◆ **TASK GOAL**:
Lines from the one containing "Every instance of the green cucumber" through the last line of the data are to be repeated word for word, both ends included.

(Pointing dataset excerpts)
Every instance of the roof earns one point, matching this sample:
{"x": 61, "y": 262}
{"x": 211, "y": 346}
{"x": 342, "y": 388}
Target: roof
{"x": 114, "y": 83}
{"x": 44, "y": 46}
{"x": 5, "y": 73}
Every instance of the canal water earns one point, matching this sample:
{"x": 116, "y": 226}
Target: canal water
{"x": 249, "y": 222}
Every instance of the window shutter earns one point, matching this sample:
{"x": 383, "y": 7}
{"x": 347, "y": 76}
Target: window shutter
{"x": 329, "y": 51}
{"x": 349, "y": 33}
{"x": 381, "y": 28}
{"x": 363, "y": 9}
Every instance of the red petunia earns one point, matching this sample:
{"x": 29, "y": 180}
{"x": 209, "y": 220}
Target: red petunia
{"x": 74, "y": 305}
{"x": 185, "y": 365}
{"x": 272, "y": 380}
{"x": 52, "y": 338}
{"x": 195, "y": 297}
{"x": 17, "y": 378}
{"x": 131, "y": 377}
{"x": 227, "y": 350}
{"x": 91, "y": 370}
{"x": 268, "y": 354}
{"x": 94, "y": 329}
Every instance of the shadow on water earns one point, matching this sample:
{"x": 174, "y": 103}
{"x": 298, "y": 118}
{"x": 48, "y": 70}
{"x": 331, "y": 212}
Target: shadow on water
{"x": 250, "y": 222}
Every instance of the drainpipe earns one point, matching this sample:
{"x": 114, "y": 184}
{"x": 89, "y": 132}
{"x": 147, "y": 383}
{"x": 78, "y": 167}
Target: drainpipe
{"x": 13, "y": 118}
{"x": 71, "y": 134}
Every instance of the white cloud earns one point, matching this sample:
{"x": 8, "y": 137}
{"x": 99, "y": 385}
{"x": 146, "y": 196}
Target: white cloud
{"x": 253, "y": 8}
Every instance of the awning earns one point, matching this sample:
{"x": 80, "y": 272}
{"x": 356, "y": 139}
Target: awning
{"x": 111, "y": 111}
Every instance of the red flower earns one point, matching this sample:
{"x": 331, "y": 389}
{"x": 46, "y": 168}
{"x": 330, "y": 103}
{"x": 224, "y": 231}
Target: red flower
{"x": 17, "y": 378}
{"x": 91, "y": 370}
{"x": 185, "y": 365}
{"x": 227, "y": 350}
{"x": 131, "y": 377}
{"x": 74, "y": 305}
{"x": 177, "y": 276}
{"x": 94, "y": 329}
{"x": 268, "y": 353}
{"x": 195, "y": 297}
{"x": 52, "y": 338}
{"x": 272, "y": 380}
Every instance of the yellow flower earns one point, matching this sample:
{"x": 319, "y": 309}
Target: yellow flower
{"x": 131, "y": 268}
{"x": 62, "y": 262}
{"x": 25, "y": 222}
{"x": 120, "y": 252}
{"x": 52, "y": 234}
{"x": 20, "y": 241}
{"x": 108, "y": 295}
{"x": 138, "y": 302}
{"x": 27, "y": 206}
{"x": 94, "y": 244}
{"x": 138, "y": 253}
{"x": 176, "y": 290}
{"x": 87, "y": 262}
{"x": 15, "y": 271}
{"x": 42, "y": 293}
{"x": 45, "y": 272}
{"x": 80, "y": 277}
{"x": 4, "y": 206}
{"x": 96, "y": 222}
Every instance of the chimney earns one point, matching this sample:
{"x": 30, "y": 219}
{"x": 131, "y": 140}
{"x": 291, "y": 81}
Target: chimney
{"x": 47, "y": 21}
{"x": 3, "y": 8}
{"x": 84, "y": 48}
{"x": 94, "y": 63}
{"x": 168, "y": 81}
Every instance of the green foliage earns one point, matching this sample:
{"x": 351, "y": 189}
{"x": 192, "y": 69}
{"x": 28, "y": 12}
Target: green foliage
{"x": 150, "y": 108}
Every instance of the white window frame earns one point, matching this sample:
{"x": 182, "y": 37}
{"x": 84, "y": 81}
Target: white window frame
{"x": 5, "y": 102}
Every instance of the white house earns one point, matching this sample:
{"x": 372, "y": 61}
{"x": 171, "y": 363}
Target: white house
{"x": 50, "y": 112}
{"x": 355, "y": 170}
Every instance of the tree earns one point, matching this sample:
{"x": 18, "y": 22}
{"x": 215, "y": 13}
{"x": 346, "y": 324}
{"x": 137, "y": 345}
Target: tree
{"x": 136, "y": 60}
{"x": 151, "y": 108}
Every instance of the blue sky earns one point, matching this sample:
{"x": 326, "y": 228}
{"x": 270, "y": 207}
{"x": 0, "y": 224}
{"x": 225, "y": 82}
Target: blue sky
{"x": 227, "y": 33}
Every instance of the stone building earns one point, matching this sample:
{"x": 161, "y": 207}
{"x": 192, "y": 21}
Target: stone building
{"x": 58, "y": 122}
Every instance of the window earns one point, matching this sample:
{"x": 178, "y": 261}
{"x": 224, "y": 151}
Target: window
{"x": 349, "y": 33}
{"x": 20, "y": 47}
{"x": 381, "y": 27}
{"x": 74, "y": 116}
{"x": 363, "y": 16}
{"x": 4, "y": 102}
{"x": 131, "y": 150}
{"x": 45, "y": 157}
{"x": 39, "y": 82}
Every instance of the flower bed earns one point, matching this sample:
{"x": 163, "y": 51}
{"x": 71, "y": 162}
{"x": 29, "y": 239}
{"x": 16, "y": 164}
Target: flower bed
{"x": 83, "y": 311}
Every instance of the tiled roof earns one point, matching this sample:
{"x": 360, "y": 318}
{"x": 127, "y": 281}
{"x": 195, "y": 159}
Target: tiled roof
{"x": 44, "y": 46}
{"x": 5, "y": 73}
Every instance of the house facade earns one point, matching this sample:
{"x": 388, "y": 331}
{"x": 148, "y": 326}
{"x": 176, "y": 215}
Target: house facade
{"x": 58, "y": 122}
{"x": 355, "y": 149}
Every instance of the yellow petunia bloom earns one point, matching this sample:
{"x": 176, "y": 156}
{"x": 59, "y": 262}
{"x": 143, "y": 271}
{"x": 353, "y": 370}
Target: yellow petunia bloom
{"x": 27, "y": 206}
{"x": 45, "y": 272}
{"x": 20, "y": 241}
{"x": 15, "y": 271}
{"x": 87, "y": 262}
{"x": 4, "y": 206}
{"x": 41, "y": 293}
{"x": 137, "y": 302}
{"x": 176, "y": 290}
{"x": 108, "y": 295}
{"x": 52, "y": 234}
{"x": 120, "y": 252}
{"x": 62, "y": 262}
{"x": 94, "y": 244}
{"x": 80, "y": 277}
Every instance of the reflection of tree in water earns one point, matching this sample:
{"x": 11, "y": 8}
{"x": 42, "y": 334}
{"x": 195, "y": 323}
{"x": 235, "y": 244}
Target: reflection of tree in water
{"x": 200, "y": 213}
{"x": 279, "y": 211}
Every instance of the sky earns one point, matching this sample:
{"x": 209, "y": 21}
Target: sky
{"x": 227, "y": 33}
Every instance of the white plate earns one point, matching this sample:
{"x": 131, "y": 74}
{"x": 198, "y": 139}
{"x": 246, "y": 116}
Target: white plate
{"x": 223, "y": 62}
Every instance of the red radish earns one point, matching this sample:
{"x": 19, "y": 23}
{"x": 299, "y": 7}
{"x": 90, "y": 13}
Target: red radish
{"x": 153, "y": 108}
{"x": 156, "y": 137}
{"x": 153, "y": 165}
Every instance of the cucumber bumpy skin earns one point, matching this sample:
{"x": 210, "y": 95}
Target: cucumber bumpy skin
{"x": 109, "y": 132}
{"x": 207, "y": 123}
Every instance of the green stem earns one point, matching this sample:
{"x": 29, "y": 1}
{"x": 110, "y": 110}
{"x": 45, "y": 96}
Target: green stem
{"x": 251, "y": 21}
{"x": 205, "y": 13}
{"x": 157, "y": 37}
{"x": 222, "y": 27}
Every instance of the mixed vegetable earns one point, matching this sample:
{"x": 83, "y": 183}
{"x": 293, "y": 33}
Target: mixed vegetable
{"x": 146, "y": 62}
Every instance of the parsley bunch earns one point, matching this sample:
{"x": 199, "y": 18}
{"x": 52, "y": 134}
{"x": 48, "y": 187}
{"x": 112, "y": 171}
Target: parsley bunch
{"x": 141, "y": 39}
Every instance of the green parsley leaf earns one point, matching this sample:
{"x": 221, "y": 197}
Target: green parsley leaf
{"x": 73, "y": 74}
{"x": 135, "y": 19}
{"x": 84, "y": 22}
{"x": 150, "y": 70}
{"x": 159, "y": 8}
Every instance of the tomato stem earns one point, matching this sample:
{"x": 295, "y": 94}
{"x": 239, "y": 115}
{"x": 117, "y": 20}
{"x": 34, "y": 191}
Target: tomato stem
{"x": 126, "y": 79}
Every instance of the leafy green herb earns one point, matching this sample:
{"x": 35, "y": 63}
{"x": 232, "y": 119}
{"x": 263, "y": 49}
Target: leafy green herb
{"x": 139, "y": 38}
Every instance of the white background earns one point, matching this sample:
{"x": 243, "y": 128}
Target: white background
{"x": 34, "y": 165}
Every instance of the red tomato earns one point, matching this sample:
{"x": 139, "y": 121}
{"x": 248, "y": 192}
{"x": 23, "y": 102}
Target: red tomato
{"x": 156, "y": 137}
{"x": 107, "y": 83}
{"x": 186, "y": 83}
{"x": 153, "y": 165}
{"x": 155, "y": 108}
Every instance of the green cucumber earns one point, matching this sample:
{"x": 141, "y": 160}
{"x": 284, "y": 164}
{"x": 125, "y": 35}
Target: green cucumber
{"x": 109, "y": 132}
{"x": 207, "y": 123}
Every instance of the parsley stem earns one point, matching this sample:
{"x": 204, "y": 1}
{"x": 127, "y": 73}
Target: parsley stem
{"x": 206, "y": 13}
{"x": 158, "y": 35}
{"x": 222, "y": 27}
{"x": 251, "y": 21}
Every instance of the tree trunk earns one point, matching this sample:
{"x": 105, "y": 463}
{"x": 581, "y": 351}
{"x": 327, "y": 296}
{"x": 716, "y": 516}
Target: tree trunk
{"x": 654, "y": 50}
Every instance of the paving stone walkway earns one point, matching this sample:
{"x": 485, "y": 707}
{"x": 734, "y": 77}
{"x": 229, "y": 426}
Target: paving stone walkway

◆ **SOLUTION BELOW**:
Every instance of the green cucumber earns one point, matching this sample:
{"x": 141, "y": 160}
{"x": 284, "y": 164}
{"x": 125, "y": 35}
Target: green cucumber
{"x": 109, "y": 132}
{"x": 207, "y": 123}
Every instance of the parsley stem earns one point, matching this sample:
{"x": 204, "y": 1}
{"x": 127, "y": 73}
Target: parsley stem
{"x": 206, "y": 13}
{"x": 158, "y": 35}
{"x": 222, "y": 27}
{"x": 251, "y": 21}
Every instance of the tree trunk earns one point, matching this sample:
{"x": 105, "y": 463}
{"x": 581, "y": 351}
{"x": 327, "y": 296}
{"x": 716, "y": 516}
Target: tree trunk
{"x": 654, "y": 50}
Every instance of the paving stone walkway earns one point, matching this sample:
{"x": 485, "y": 707}
{"x": 734, "y": 77}
{"x": 229, "y": 426}
Target: paving stone walkway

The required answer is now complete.